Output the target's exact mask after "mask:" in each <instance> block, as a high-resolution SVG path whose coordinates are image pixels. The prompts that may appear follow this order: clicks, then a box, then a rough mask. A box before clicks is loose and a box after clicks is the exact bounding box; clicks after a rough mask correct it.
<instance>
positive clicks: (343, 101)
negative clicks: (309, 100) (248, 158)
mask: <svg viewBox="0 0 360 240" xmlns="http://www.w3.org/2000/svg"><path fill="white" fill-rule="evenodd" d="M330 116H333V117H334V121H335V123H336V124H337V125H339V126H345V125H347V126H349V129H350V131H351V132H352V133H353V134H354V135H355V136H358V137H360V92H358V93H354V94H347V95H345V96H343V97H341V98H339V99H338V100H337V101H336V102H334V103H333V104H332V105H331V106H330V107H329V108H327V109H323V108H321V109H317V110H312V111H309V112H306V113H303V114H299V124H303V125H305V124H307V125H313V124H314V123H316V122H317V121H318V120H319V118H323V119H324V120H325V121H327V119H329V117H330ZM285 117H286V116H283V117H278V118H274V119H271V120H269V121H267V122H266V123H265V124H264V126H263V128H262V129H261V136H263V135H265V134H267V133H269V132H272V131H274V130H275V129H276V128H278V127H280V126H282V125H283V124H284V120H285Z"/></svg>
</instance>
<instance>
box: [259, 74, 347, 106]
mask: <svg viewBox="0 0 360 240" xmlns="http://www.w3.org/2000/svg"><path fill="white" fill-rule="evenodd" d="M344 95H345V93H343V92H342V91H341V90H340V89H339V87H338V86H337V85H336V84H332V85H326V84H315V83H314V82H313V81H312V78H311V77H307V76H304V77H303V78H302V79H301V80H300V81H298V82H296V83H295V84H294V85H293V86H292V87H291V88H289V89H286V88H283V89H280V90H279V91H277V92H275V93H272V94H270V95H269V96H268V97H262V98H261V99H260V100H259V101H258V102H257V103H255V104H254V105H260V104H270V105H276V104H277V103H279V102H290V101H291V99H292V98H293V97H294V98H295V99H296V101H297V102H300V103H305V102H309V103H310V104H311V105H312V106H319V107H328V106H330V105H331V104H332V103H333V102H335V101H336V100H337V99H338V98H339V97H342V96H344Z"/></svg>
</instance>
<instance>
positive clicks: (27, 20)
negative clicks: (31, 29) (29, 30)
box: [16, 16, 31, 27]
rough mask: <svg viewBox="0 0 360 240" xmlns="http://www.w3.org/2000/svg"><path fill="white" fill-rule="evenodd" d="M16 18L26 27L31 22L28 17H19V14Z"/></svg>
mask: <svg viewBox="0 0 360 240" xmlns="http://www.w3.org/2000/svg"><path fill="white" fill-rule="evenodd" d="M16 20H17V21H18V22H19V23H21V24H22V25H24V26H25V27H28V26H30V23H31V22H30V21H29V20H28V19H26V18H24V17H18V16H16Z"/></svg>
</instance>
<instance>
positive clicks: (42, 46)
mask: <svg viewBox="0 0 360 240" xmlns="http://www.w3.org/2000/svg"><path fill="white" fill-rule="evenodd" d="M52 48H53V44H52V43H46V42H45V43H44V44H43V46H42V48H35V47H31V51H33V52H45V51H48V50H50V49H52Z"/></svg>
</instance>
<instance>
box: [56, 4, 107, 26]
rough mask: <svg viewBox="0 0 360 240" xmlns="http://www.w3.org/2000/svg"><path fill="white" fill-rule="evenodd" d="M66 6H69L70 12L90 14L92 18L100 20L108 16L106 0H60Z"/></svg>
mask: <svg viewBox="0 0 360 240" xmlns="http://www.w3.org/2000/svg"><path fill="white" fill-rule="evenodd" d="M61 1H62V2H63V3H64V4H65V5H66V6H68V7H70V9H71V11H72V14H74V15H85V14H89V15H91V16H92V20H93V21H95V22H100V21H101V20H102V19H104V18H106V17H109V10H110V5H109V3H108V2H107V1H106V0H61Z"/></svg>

### WHAT NEEDS TO BE DONE:
If a line comes after the one that contains "positive clicks: (343, 101)", leave it out; return every line of the entries up to that point exactly, starting with the first, with that line included.

### EXERCISE RESPONSE:
Output the target's exact mask after "mask:" in each <instance> block, as a high-resolution SVG path whose coordinates are image pixels. The prompts that may appear follow this order: clicks, then a box, then a rough mask. A box before clicks is loose and a box after clicks is the exact bounding box; clicks after a rough mask correct it.
<instance>
positive clicks: (343, 101)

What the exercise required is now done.